▶ [Texto selecionado]:
======
Um pouco de malandragem
Delfina Isabel,
mais conhecida como Ni, seria uma figura aparentemente comum, não fosse a
coragem e a leveza com que leva a vida. Tem 56 anos, estatura mediana e cabelos
lisos. Seu rosto, com uma cicatriz no queixo devido a um acidente de quando
tinha apenas 15 anos, é bonito, porém cansado, talvez maltratado pela vida. Carrega
um óculos fundo de garrafa que dá a seu semblante uma aparência quase cômica.
Delfina é muito
atenciosa, tem um jeito teatral de exagerar tudo o que fala, como se narrasse
uma história épica a uma multidão de curiosos. Quando conta alguma coisa, faz
um semblante apreensivo, exagera no tom de voz, vive e sofre com a história que
narra. Histórias que são, geralmente, sobre a fofoca de alguém da família ou o
último quebra-quebra da vizinhança.
Aos finais de
semana, gosta de passear, ir ao parque ou frequentar os bares antigos da Vila
Madalena com Luís, seu companheiro.
Gosta de samba,
cerveja, cigarro e um gole de café fresco. Mora com sua mãe, D.Maria, que tem
idade avançada, lá pelos 86 anos. Sua casa fica na rua Colonização, uma das
poucas ruas que não se transformara em um conjunto de condomínios e preserva,
ainda, a maior parte das casas e da vizinhança de vinte anos atrás. Os adultos
de hoje brincavam na rua tempos atrás. Aquela rua tem uma história pra contar,
é como se vivesse também e partilhasse do sentimento dos antigos moradores,
entre eles Delfina. Talvez por isso, todos se conheçam por ali.
“Ela sempre foi
muito otimista. Não vê a realidade crua e nua. É bastante sonhadora, mas
batalha para conseguir o que quer”, diz Rita de Cássia, irmã de Delfina,
explicando que sua irmã é “forte de espírito” e sabe lidar com as adversidades
que a vida coloca. “Independente da condição em que ela se encontra, ela sempre
tem um pensamento positivo. Sua fé nunca é abalada”, acrescenta.
Talvez as
afirmações possam se referir à atitude afirmativa que ela tem diante da vida,
não se deixando abalar facilmente.
Há alguns anos
atrás, sua mãe, que já tinha idade avançada, teve câncer. Ela foi uma das
poucas pessoas que não perdeu a esperança e a vontade de lutar contra a maldita
doença. Passava dias, às vezes noites, dentro do hospital. Com sua simplicidade
toda, não se deixava enganar pelos médicos e enfermeiros que faziam corpo mole.
Perguntava, corria atrás, falava alto quando precisava.
======
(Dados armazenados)
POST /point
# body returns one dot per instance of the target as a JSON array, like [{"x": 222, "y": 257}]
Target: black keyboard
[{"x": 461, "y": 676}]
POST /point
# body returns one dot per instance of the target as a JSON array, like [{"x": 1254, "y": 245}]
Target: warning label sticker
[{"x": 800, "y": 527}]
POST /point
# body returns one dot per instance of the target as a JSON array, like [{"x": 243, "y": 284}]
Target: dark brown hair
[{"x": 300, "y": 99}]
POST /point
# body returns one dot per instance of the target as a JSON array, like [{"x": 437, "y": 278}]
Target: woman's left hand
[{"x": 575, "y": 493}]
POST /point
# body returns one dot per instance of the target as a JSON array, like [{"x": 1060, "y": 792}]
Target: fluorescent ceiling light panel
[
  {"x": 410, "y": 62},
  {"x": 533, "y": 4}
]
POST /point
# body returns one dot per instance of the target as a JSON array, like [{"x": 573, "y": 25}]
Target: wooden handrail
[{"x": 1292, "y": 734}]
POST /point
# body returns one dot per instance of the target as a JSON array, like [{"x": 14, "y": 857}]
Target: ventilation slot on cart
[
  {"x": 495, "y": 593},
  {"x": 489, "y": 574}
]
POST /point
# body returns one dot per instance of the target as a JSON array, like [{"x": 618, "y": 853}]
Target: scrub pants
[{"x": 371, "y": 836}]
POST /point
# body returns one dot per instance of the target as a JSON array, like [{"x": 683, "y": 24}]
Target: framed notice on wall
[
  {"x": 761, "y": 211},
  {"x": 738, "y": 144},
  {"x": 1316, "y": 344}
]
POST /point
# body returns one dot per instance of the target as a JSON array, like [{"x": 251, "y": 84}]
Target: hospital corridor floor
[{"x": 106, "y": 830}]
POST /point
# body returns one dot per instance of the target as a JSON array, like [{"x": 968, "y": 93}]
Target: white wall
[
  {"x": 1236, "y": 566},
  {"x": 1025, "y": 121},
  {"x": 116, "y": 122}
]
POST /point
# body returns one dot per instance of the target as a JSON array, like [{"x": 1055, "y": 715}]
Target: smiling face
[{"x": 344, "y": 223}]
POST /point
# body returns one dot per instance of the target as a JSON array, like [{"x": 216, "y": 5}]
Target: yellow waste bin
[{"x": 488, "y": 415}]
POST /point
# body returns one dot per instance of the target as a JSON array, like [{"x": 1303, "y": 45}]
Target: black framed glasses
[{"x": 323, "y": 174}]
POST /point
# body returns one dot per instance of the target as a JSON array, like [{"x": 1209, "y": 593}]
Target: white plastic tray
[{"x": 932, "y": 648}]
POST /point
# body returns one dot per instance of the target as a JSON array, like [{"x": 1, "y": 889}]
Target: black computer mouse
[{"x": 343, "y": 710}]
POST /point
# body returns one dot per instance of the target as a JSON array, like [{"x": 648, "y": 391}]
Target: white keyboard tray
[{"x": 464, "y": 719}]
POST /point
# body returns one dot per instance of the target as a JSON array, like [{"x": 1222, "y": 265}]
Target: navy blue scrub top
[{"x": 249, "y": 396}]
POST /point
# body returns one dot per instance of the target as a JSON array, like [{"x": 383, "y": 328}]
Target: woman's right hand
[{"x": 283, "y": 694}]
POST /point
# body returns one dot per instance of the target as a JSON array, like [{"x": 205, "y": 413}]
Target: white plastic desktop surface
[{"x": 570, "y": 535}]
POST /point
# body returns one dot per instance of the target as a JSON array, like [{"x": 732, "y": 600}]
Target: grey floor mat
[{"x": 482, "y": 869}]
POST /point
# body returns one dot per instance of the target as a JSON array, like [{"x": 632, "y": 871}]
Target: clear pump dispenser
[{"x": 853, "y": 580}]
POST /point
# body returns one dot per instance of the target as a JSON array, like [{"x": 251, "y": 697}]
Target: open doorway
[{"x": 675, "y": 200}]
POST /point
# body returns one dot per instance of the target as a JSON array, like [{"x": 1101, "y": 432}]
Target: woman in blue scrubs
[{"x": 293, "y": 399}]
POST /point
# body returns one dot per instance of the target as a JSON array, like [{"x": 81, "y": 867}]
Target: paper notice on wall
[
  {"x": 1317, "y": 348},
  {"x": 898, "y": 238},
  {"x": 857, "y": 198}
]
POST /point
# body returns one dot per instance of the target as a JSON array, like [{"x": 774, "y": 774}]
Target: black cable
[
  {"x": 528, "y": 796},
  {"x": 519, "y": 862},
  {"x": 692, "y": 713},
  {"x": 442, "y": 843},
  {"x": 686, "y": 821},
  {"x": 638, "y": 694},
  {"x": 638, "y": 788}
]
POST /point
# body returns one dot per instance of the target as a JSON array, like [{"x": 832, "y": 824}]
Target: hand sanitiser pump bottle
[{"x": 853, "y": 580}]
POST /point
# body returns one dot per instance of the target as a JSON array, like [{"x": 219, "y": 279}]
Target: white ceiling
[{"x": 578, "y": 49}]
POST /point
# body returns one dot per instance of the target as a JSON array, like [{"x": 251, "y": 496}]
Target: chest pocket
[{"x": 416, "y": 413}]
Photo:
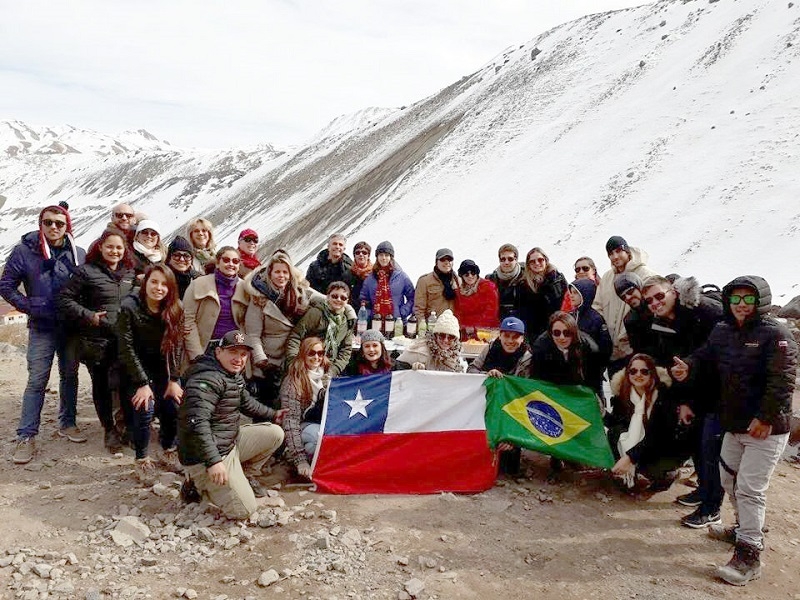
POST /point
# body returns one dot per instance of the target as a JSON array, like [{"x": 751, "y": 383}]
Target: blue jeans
[
  {"x": 706, "y": 464},
  {"x": 43, "y": 345}
]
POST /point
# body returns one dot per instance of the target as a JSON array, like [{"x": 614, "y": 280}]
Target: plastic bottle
[
  {"x": 398, "y": 328},
  {"x": 363, "y": 317},
  {"x": 388, "y": 327},
  {"x": 411, "y": 327}
]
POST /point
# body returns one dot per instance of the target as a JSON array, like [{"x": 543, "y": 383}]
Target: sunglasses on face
[
  {"x": 748, "y": 299},
  {"x": 54, "y": 223},
  {"x": 655, "y": 297}
]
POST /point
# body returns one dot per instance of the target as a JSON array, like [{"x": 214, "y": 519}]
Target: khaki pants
[{"x": 254, "y": 445}]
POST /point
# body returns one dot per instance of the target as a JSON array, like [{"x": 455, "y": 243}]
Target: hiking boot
[
  {"x": 722, "y": 533},
  {"x": 169, "y": 460},
  {"x": 744, "y": 566},
  {"x": 146, "y": 471},
  {"x": 699, "y": 519},
  {"x": 691, "y": 499},
  {"x": 112, "y": 442},
  {"x": 73, "y": 434},
  {"x": 258, "y": 489},
  {"x": 23, "y": 453}
]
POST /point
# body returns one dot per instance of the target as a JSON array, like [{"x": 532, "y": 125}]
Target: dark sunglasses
[
  {"x": 53, "y": 222},
  {"x": 748, "y": 299},
  {"x": 659, "y": 296}
]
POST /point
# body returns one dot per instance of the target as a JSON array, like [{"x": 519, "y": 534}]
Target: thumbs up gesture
[{"x": 679, "y": 370}]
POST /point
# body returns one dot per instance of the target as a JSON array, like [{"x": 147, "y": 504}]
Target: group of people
[{"x": 198, "y": 336}]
======
Prossiga com o perfil de Delfina Isabel a partir do ponto em que ele se encerra. As linhas não guardam relação alguma com o perfil de Delfina Isabel.

Delfina não
terminou de estudar, fez ensino fundamental incompleto. O que admira, porém, é seu
olhar crítico e desconfiado perante as coisas, tem clara noção da realidade em
que está inserida e das dificuldades injustas pelas quais tem de passar, já que
ganha pouco mais de um salário mínimo e tem um filho para cuidar.
Não gosta de
novelas porque, para ela, novela é tudo a mesma coisa, isto é, uma porcaria.
Prefere escutar música e ler em seu quarto enquanto sua mãe assiste às novelas
da Globo durante o dia. Tem preferência por samba e mpb e, entre os
compositores preferidos, gosta muito de Adoniran Barbosa e Cartola, também
escuta Caetano Veloso, Chico Buarque, Renato Russo e Cazuza. Presenteou-me, com
um CD de Cazuza há algum tempo atrás.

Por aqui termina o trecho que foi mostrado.